(Referring expression data)
┄┄┄┄┄┄┄┄┄┄

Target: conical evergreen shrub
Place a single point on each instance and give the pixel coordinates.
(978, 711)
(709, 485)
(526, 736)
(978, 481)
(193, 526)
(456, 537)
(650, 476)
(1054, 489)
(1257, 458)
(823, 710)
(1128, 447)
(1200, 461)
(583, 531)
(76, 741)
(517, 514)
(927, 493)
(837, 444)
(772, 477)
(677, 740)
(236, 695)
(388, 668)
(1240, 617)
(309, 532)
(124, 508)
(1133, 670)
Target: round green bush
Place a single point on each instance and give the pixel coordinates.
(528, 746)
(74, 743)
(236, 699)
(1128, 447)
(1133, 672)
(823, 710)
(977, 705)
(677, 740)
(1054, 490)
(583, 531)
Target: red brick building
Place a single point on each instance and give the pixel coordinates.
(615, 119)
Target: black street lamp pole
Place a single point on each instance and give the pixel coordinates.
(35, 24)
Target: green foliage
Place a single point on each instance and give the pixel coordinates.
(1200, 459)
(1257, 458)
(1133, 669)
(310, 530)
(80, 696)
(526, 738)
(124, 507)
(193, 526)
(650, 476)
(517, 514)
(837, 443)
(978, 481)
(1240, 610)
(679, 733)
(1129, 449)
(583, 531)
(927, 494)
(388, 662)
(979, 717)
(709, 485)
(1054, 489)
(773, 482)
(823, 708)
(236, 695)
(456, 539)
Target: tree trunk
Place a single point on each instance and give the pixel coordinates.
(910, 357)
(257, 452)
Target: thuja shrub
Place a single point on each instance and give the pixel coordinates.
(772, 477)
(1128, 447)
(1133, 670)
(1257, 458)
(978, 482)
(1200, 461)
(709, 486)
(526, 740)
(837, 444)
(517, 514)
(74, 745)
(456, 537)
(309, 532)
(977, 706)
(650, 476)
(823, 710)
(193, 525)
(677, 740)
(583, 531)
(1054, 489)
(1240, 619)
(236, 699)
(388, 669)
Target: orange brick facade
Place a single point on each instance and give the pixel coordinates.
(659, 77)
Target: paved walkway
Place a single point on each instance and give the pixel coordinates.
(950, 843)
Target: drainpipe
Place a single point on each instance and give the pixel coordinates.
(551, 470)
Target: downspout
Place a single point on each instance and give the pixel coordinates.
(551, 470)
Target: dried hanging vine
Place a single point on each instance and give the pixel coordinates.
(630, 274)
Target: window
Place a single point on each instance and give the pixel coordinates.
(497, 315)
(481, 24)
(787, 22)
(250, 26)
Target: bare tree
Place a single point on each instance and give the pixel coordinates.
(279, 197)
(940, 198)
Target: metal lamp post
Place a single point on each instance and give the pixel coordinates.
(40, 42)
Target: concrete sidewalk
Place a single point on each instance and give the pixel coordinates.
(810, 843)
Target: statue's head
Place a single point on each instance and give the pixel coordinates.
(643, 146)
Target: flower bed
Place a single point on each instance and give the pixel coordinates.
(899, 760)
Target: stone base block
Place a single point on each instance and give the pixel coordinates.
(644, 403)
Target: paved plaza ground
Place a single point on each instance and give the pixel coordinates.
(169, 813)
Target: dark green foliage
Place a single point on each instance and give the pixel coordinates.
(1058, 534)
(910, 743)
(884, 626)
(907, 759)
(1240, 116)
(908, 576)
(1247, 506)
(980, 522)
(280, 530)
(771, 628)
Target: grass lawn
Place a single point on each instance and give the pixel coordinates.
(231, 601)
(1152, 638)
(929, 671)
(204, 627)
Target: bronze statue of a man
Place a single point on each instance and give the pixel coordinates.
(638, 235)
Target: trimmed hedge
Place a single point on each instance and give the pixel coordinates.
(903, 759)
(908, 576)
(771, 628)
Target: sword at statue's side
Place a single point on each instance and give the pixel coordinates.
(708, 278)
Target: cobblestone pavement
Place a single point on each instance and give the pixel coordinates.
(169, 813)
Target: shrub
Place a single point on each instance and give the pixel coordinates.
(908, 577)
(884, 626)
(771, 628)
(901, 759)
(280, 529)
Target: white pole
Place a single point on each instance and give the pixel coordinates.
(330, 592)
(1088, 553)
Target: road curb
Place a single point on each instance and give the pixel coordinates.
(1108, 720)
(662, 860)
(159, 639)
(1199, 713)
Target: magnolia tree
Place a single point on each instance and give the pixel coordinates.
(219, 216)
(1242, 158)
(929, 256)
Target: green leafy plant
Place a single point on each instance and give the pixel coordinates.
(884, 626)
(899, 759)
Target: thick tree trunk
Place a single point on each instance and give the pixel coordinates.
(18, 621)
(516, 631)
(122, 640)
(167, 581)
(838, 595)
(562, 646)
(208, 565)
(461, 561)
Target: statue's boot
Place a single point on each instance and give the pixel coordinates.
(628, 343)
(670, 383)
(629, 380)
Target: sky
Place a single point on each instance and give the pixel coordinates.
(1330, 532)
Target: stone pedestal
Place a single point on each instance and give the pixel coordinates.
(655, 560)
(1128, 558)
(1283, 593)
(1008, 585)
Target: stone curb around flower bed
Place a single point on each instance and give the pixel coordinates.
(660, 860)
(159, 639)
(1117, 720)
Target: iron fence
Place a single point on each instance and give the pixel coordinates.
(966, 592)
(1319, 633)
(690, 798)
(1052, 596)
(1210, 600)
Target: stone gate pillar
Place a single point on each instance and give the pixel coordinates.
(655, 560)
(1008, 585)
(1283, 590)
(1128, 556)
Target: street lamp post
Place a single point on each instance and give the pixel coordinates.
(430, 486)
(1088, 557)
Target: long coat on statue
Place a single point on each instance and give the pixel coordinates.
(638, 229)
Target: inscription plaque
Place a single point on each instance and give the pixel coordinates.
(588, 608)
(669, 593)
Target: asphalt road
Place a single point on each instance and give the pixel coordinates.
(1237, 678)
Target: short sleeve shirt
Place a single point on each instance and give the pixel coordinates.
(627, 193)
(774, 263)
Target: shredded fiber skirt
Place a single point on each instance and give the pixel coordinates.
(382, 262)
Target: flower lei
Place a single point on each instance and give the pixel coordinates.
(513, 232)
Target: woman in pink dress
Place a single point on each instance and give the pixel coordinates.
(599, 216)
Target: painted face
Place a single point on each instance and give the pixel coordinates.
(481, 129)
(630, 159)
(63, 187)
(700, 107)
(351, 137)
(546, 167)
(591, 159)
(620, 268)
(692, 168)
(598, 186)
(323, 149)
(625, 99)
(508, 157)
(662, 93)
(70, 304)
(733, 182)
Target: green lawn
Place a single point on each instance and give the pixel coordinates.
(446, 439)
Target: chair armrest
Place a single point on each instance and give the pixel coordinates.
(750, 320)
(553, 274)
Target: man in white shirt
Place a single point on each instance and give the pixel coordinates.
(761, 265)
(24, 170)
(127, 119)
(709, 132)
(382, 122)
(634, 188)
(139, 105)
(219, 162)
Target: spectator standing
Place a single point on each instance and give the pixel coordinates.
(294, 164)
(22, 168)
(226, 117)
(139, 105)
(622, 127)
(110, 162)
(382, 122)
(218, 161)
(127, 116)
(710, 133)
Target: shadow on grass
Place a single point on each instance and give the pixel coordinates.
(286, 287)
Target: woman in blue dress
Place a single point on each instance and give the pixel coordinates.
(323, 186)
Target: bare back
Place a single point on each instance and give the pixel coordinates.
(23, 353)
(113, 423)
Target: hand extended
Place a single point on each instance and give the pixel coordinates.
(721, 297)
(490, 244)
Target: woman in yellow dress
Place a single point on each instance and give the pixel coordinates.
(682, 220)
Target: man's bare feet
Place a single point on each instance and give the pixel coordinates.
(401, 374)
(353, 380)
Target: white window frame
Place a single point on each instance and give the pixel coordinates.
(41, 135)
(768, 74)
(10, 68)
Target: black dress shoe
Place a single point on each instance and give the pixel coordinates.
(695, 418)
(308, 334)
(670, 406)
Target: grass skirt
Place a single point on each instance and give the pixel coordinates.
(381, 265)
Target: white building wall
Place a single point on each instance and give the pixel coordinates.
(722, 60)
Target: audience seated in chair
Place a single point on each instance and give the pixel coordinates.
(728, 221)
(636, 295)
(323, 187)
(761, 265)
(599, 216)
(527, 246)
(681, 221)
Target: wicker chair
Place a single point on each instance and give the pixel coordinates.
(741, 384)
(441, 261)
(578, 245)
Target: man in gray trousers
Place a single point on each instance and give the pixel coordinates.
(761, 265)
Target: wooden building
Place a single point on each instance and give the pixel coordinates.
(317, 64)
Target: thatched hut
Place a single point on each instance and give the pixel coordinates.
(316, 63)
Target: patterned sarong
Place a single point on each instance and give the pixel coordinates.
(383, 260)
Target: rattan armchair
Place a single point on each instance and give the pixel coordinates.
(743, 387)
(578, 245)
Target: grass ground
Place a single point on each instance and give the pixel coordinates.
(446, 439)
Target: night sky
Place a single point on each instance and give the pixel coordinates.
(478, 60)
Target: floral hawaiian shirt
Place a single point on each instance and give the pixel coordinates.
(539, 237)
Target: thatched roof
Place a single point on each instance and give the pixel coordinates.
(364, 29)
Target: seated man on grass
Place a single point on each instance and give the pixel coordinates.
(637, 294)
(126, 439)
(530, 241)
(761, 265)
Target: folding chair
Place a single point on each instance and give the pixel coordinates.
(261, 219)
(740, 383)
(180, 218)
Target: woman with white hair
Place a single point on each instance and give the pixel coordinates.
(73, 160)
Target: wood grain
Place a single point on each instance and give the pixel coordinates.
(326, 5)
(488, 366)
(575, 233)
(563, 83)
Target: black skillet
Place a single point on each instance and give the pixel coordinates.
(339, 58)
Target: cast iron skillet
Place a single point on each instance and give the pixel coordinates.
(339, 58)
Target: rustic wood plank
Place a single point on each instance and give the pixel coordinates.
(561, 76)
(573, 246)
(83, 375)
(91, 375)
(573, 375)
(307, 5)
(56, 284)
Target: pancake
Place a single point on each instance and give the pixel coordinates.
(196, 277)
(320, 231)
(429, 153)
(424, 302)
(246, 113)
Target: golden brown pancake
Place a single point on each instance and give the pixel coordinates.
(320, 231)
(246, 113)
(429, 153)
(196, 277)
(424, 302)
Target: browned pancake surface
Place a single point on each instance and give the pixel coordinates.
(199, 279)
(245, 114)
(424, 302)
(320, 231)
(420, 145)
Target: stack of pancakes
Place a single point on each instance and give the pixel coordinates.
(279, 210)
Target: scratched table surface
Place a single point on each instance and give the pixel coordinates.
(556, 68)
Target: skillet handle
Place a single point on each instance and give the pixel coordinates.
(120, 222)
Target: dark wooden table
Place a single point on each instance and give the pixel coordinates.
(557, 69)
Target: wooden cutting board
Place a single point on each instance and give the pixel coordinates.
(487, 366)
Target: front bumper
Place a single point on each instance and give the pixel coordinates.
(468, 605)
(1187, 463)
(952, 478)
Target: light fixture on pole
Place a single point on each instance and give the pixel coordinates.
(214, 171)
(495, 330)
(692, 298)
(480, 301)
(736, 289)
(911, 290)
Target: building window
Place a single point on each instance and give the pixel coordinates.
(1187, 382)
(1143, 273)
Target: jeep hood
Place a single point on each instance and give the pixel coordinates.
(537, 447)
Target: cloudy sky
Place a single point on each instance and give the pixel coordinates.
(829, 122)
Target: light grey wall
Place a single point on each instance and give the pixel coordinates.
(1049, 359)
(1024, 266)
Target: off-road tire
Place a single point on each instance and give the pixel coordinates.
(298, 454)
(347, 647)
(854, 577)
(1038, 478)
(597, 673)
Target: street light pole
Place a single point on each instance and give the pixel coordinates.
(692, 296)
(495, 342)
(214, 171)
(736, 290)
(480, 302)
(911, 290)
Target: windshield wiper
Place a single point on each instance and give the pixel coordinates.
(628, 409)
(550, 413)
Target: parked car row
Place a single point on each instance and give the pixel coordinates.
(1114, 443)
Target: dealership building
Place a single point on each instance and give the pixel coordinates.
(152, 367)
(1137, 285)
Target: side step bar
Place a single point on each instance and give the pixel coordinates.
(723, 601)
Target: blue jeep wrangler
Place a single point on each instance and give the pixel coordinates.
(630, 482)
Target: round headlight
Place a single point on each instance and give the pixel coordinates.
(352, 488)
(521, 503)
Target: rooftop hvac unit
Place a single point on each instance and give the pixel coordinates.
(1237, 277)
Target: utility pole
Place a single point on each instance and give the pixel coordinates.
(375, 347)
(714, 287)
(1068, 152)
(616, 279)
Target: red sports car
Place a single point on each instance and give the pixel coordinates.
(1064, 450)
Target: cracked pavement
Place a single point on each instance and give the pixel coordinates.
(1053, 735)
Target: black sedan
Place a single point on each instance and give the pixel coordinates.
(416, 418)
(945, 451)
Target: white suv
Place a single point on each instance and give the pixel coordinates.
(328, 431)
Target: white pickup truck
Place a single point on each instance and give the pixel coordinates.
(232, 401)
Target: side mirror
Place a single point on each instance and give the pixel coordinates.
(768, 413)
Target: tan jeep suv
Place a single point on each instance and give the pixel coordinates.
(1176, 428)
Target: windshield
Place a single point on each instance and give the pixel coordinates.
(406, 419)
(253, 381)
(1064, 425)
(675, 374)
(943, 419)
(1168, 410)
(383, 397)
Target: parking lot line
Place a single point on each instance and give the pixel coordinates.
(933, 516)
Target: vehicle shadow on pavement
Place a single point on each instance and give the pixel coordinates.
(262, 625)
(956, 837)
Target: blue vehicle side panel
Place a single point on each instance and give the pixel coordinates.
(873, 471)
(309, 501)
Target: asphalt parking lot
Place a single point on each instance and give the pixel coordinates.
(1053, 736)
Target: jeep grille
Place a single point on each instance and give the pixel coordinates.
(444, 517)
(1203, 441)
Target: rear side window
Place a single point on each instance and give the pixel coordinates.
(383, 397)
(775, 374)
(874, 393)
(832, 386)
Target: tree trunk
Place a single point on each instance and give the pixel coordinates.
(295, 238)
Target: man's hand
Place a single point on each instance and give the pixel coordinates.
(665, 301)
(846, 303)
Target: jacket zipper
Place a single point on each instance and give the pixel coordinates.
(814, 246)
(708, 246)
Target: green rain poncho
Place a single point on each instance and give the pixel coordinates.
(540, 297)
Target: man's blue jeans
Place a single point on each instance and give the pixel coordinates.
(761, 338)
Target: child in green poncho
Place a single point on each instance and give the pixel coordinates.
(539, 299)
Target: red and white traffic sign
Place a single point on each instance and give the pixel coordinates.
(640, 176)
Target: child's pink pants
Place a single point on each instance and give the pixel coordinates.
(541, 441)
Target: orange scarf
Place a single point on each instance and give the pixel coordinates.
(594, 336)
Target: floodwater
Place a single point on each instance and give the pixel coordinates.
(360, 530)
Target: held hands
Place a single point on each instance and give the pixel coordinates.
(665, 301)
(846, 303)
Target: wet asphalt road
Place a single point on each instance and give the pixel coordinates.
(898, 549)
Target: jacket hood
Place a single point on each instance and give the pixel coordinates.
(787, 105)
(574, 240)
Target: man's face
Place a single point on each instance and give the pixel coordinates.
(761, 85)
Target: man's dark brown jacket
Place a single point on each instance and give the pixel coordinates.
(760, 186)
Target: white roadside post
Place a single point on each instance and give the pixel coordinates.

┄┄┄┄┄┄┄┄┄┄

◆ Exercise: Look through the data above for the word "woman". Report each line where it occurs.

◆ Result for this task:
Target: woman in pink dress
Target: woman in blue dress
Target: woman in yellow dress
Target: woman with white hair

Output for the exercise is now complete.